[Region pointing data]
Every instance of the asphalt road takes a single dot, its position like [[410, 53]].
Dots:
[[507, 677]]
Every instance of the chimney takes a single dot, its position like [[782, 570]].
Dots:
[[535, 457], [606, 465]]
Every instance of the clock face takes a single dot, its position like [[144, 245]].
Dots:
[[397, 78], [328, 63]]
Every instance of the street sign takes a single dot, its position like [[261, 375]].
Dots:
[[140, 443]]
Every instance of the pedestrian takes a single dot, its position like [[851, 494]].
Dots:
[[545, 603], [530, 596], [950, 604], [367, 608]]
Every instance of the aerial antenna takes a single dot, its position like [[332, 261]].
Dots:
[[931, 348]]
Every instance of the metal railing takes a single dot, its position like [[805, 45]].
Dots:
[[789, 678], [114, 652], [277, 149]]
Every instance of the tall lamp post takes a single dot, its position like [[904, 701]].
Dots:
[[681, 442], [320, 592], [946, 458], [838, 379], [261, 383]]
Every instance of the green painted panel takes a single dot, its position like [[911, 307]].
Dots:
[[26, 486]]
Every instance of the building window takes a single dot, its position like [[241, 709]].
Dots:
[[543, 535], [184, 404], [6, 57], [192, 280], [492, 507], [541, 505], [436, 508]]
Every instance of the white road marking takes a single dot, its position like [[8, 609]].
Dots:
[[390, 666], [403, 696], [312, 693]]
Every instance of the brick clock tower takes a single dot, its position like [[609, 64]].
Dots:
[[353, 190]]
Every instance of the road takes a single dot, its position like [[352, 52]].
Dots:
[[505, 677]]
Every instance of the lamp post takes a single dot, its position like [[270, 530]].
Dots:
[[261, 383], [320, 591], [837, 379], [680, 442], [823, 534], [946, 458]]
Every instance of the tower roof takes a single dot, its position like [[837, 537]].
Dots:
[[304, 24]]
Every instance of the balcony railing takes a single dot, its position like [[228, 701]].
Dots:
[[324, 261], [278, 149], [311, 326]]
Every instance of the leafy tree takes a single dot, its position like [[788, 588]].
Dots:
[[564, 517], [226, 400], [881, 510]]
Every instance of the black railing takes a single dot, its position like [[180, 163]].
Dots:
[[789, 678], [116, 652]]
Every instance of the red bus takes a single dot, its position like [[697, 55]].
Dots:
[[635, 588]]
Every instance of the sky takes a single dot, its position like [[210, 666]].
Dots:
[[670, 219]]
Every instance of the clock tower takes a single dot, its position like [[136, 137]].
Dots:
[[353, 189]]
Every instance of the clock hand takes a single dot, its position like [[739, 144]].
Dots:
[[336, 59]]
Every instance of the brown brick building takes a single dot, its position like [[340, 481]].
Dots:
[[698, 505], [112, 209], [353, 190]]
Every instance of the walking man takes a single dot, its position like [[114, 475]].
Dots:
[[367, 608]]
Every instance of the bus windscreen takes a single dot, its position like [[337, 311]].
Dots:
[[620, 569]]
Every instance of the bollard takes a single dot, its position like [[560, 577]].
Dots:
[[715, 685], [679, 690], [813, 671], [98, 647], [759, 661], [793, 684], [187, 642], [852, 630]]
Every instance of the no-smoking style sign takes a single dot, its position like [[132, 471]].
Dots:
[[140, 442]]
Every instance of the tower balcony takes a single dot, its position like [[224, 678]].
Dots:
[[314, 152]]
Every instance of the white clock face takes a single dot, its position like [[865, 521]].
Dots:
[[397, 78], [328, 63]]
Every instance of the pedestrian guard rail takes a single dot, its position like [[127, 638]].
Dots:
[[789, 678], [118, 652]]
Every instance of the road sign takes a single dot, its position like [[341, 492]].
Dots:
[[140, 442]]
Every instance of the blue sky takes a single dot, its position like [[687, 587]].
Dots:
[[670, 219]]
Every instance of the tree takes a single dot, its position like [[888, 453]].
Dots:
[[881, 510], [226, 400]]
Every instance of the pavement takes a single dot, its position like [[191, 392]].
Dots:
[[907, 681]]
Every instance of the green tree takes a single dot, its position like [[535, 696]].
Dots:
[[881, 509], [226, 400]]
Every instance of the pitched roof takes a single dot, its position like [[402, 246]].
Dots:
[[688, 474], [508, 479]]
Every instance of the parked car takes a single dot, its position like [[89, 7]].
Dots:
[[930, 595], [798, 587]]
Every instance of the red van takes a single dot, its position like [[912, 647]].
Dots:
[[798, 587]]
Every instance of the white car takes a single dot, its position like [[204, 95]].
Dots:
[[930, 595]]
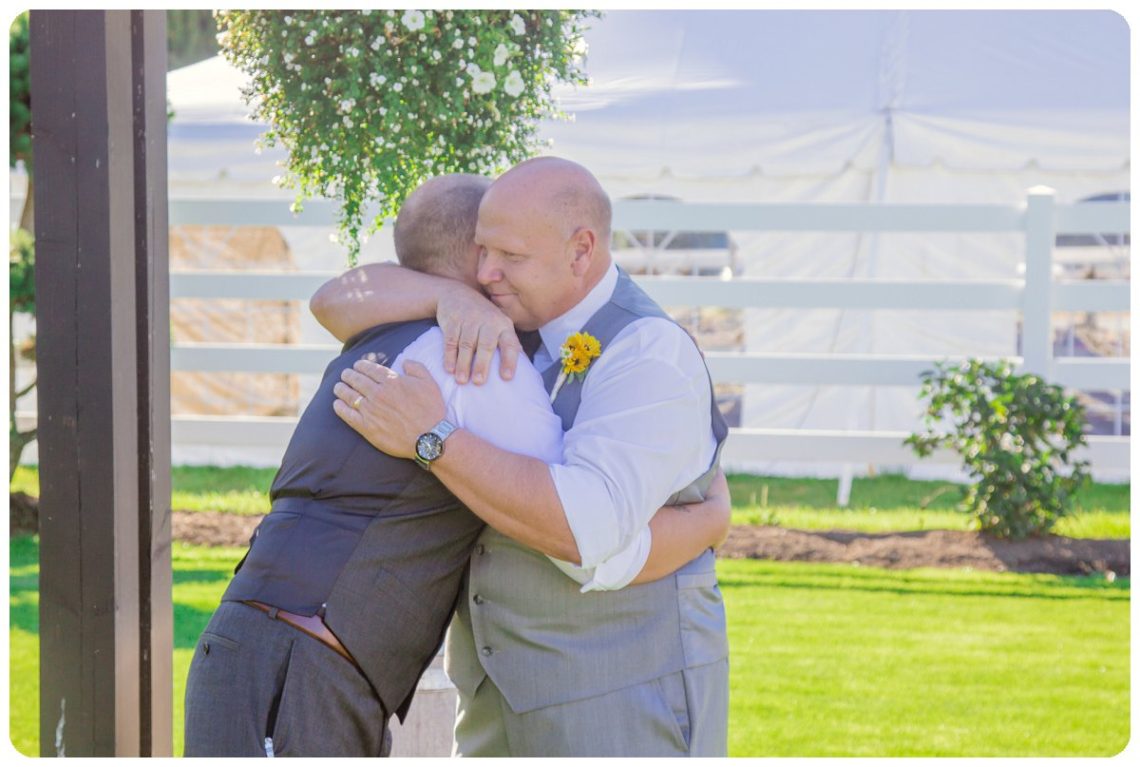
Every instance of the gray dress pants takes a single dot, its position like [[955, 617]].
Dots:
[[260, 687], [677, 715]]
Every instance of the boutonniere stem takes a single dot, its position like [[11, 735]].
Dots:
[[578, 351]]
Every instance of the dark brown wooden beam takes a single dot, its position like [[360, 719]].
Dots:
[[148, 65], [97, 638]]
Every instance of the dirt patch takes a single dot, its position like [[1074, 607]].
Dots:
[[930, 548]]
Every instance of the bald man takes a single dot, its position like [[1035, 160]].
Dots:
[[542, 668], [351, 579]]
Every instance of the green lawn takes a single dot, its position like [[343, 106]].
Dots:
[[827, 660], [839, 660], [880, 504]]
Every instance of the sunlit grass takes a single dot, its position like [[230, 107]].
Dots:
[[827, 659]]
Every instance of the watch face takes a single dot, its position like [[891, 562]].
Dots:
[[429, 447]]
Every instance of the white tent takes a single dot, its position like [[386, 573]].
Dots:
[[804, 106]]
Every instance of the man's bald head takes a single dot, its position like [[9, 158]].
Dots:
[[436, 226], [566, 190]]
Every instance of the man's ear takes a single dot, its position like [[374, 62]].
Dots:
[[583, 243]]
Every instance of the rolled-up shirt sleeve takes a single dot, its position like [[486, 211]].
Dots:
[[642, 433]]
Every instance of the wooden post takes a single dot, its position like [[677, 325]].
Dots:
[[156, 622], [94, 492], [1037, 301]]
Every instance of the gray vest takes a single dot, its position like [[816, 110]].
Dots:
[[373, 543], [526, 625]]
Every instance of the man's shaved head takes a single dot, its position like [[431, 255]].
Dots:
[[566, 190], [436, 226], [544, 229]]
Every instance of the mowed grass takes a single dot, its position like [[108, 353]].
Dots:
[[838, 660], [201, 574], [827, 660], [880, 504]]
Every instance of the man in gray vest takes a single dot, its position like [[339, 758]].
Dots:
[[543, 669], [350, 580]]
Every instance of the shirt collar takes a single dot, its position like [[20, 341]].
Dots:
[[555, 332]]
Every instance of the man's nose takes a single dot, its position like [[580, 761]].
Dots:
[[488, 271]]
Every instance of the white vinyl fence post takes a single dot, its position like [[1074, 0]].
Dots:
[[1037, 301]]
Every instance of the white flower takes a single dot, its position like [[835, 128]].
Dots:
[[513, 83], [482, 82], [580, 48], [413, 19]]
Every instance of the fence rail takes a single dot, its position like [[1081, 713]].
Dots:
[[1036, 296]]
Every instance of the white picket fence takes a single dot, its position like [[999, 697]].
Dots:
[[1036, 296]]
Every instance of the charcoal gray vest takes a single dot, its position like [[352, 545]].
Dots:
[[526, 625], [374, 543]]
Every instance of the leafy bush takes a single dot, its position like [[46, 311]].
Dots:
[[1015, 433], [368, 104]]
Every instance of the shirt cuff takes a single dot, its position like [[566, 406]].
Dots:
[[617, 571]]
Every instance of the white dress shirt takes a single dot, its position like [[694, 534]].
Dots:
[[642, 431], [515, 415]]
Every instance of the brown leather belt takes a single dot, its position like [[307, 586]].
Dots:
[[311, 625]]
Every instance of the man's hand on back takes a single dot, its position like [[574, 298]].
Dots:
[[473, 327], [389, 410]]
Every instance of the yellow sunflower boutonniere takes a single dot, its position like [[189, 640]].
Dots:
[[578, 351]]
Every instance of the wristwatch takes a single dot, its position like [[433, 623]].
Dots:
[[430, 445]]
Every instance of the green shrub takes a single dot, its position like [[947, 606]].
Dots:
[[1016, 435], [368, 104]]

What to produce: Word for word, set down the lines from the beginning of the records through the line that holds "Every instance of the lamp". Leave out the rest.

Reply to the exercise:
Every instance of the asphalt road takes a single dot, its position like [[410, 53]].
Dots:
[[507, 677]]
Every instance of the chimney takes a single dot, its position like [[782, 570]].
Dots:
[[535, 457], [606, 465]]
Every instance of the clock face takes a single dot, its position like [[144, 245]].
Dots:
[[397, 78], [328, 63]]
Every instance of the street sign takes a single dot, its position like [[261, 375]].
Dots:
[[140, 443]]
Every instance of the pedestrian takes a single dot, its position like [[851, 494]].
Dots:
[[545, 603], [530, 596], [950, 604], [367, 608]]
Every instance of the aerial antenna takes a single dot, its position like [[332, 261]].
Dots:
[[931, 348]]
Every instance of the metal railing takes a single dot, its position like [[805, 45]].
Dots:
[[789, 678], [114, 652], [277, 149]]
Every instance of the tall lamp post takes a single dot, its position like [[904, 701]].
Dots:
[[681, 442], [320, 592], [946, 458], [838, 379], [261, 383]]
Every instance of the green painted panel takes a single dot, its position like [[911, 307]].
Dots:
[[26, 486]]
Every instance of the building window takes a single dot, its position like [[241, 709]].
Dots:
[[543, 535], [184, 404], [6, 57], [192, 280], [492, 507], [541, 505], [436, 508]]
Every instance of the white road marking takes a single dot, its position like [[8, 609]].
Dots:
[[390, 666], [403, 696], [312, 693]]
Every instance of the brick clock tower takes a single dot, its position like [[609, 64]].
Dots:
[[353, 190]]
Every instance of the road takes a single dot, its position like [[352, 52]].
Dots:
[[505, 677]]
Every instance of the lamp post takes a single dot, its position like [[270, 530]].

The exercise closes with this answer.